Exercise brief
Transcribe the data verbatim from its first line through the line containing "134), (81, 127)]", including both ends. Leave the pictures out of your answer.

Data shown
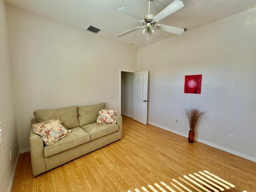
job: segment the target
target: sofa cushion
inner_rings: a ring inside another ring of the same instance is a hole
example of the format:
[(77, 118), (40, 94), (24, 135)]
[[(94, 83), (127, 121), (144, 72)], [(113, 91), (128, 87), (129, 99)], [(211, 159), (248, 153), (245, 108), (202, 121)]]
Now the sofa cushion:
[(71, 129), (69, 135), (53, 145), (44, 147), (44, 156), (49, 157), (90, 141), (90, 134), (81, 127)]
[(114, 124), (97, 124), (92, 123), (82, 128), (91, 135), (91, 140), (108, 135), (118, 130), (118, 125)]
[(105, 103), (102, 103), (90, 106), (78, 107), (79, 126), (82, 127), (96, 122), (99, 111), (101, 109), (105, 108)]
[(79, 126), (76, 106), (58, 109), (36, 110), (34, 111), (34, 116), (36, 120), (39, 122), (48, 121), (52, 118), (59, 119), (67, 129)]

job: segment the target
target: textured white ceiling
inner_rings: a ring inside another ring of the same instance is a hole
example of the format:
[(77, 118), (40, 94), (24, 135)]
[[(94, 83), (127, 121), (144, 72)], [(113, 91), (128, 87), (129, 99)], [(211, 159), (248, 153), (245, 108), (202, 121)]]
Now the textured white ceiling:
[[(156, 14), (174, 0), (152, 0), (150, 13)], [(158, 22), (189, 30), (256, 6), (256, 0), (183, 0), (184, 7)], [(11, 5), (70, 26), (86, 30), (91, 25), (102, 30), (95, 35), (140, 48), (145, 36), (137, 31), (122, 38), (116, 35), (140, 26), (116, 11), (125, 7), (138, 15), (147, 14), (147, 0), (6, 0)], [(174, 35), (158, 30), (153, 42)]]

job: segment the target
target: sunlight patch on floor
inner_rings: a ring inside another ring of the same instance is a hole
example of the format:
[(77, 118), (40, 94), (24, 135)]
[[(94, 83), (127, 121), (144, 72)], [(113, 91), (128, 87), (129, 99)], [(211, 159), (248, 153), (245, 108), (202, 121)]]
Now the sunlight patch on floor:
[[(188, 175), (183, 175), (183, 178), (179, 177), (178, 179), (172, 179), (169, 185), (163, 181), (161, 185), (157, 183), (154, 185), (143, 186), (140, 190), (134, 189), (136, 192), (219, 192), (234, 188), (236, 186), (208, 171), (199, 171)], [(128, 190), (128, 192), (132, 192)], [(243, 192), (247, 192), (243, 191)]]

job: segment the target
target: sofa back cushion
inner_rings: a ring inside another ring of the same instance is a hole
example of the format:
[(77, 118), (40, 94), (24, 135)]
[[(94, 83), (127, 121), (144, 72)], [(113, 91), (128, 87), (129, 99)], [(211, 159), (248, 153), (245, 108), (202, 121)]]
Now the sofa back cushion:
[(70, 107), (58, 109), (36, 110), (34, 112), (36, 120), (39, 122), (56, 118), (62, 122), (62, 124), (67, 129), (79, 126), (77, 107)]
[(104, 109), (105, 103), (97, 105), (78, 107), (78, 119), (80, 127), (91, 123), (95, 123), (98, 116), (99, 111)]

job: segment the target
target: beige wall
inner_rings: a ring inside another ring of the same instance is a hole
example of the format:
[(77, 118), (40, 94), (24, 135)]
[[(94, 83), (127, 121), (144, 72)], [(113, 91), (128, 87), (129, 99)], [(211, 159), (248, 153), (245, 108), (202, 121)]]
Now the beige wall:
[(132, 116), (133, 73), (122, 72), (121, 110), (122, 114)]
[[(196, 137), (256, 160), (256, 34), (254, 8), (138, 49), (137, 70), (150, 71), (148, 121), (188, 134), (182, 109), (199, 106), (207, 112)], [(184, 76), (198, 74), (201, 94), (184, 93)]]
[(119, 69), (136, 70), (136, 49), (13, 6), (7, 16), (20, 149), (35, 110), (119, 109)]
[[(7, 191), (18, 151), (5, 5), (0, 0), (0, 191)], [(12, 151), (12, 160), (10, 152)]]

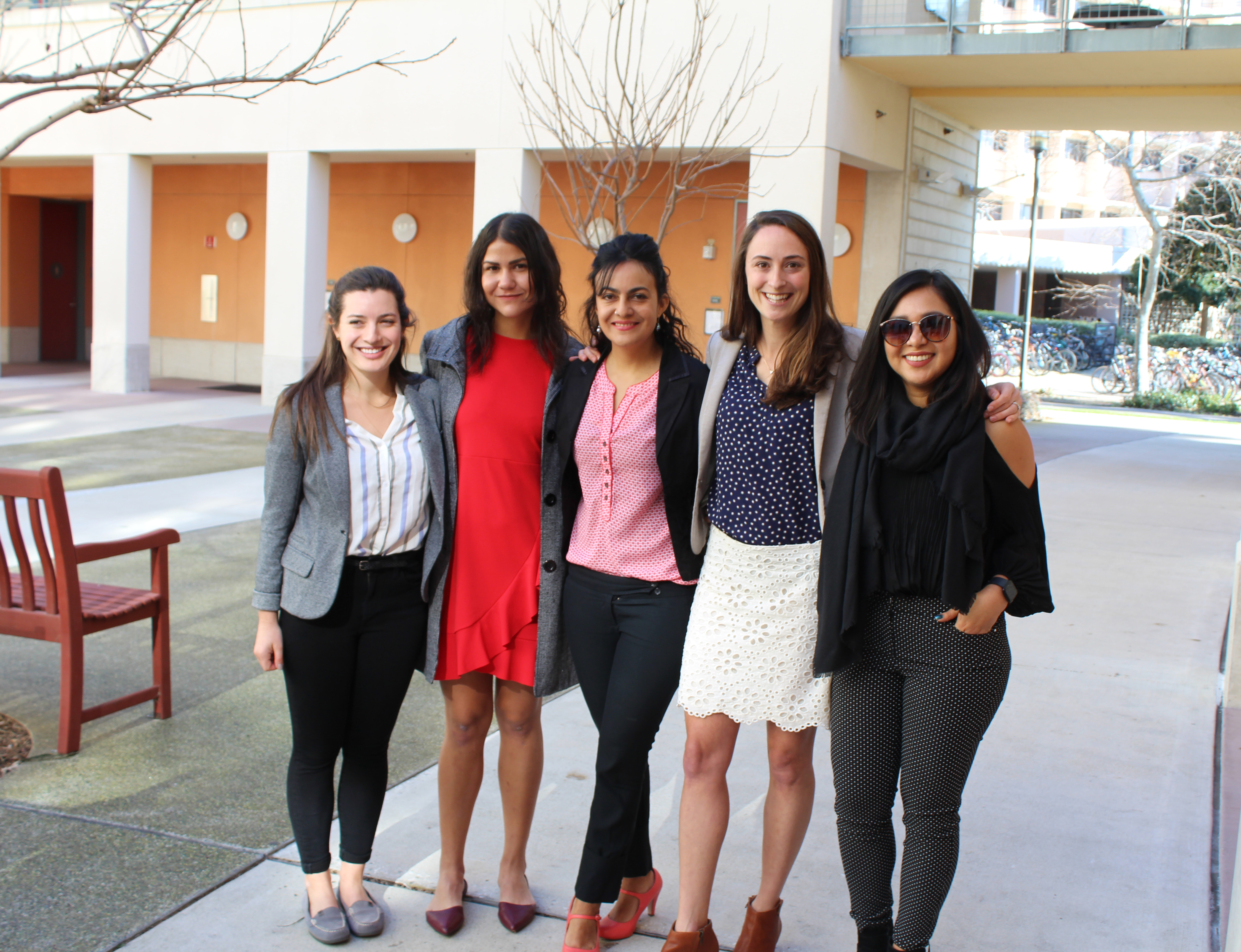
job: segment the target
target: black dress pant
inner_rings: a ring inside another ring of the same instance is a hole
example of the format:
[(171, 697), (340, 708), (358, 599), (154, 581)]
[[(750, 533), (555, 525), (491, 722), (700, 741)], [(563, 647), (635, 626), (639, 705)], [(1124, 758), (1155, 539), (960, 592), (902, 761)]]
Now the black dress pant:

Full solution
job: segment the target
target: sofa cushion
inner_rings: a ring inside another ring of the same instance is a hole
example of the format:
[(77, 118), (40, 94), (24, 135)]
[[(94, 83), (127, 121), (144, 72)], [(113, 91), (128, 87), (129, 99)], [(211, 159), (248, 153), (245, 108), (202, 121)]]
Now the sofa cushion:
[(71, 129), (69, 135), (53, 145), (44, 147), (44, 156), (49, 157), (90, 141), (90, 134), (81, 127)]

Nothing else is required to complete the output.